Your task is to repeat exactly the lines from the one with "Target: yellow protest sign" through the end of the records, both included; please leave the pictures out.

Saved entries
'''
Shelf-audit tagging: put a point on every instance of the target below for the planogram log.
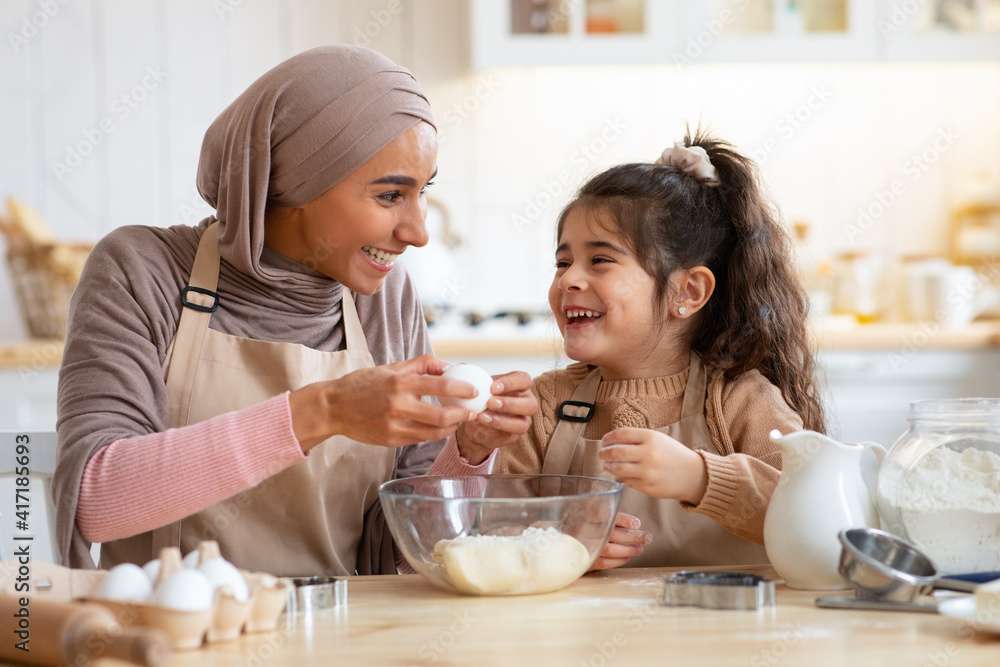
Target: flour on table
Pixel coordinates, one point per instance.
(950, 505)
(536, 561)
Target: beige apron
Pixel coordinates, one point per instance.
(680, 537)
(306, 519)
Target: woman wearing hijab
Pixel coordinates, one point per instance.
(252, 380)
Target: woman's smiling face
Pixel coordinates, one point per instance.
(354, 231)
(602, 298)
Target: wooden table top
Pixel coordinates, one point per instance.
(608, 618)
(46, 354)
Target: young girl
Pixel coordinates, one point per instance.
(675, 291)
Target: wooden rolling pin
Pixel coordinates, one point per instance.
(59, 633)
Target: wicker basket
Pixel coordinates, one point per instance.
(44, 277)
(44, 272)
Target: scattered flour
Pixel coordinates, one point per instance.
(950, 505)
(536, 561)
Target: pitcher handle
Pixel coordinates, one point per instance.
(870, 465)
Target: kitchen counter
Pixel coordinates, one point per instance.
(604, 618)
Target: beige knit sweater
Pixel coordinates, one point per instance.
(740, 415)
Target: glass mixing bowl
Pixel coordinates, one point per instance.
(939, 486)
(501, 534)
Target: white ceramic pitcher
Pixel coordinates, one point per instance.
(825, 486)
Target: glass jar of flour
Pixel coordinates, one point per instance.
(939, 485)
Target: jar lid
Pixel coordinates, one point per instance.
(975, 410)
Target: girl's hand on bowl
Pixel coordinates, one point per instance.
(507, 416)
(625, 543)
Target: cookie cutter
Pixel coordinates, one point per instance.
(718, 590)
(315, 593)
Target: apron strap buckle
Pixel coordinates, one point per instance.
(197, 306)
(576, 415)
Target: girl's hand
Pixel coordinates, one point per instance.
(381, 405)
(625, 543)
(508, 415)
(654, 463)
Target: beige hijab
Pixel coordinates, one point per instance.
(296, 132)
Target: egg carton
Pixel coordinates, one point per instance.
(225, 620)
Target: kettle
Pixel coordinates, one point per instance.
(825, 487)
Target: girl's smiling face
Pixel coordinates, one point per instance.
(603, 301)
(354, 231)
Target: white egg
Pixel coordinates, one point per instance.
(126, 582)
(152, 569)
(221, 573)
(475, 376)
(191, 560)
(185, 590)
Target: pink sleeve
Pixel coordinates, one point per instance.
(451, 462)
(140, 483)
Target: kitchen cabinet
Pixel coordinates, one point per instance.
(682, 32)
(870, 373)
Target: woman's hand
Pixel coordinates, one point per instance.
(381, 405)
(625, 543)
(508, 415)
(654, 463)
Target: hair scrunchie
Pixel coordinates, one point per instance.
(691, 160)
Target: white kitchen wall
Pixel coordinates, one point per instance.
(105, 103)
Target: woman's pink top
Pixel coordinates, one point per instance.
(124, 491)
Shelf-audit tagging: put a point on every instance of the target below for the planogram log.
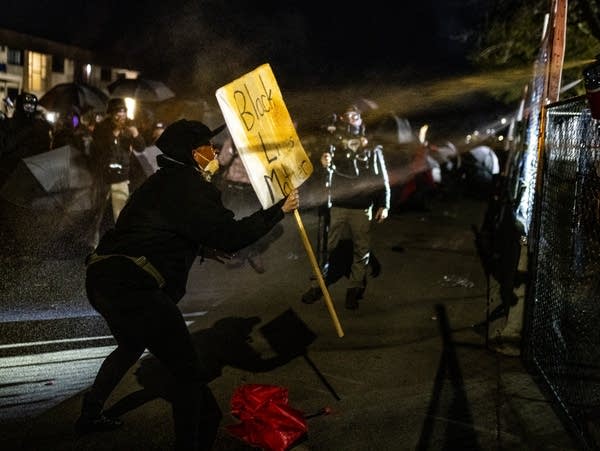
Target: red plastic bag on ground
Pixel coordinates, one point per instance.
(267, 421)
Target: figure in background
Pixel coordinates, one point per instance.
(354, 173)
(146, 161)
(238, 195)
(24, 134)
(139, 271)
(113, 141)
(69, 131)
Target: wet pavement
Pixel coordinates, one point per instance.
(409, 373)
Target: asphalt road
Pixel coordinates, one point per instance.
(410, 371)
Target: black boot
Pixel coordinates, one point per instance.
(352, 297)
(92, 419)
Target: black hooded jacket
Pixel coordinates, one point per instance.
(172, 216)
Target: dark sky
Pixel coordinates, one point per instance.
(307, 42)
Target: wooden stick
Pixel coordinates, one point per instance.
(317, 271)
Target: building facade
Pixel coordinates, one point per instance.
(32, 64)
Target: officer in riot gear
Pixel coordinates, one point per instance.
(358, 191)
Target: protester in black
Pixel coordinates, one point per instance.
(139, 272)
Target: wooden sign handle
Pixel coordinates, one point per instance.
(317, 271)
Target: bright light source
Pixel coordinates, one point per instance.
(130, 104)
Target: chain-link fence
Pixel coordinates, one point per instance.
(562, 317)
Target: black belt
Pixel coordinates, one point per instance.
(142, 262)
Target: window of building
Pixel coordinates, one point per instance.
(106, 74)
(37, 71)
(15, 57)
(58, 64)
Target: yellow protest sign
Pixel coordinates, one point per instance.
(264, 134)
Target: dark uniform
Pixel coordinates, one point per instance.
(139, 272)
(358, 186)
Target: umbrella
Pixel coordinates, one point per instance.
(140, 89)
(57, 180)
(64, 96)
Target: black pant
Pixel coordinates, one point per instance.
(141, 316)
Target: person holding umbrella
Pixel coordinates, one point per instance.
(113, 141)
(139, 272)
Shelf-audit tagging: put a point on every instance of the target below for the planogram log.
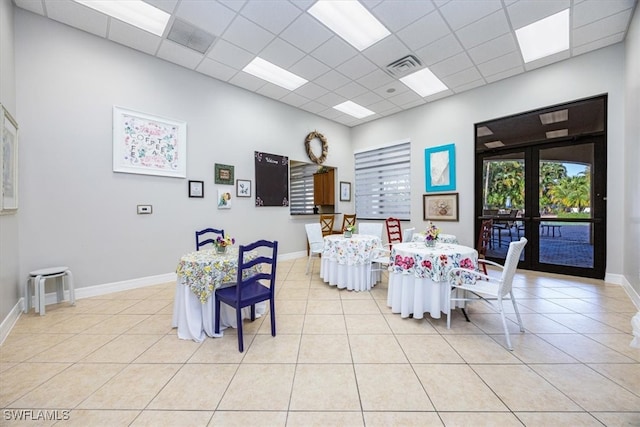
'''
▶ [Written answer]
Target: yellow protest sign
Pixel coordinates, one point per instance.
(264, 134)
Target: dark uniform
Pixel coordinates, one point per instance.
(139, 272)
(358, 186)
Target: umbrella
Pixel coordinates, one point per instance.
(140, 89)
(57, 180)
(64, 96)
Target: black pant
Pixel coordinates, one point per instance.
(141, 316)
Target: person holding umbrella
Pixel coordinates, one point per instance.
(113, 141)
(139, 272)
Shelf-audit tagging: put a point on every instance of the target below for the planogram log.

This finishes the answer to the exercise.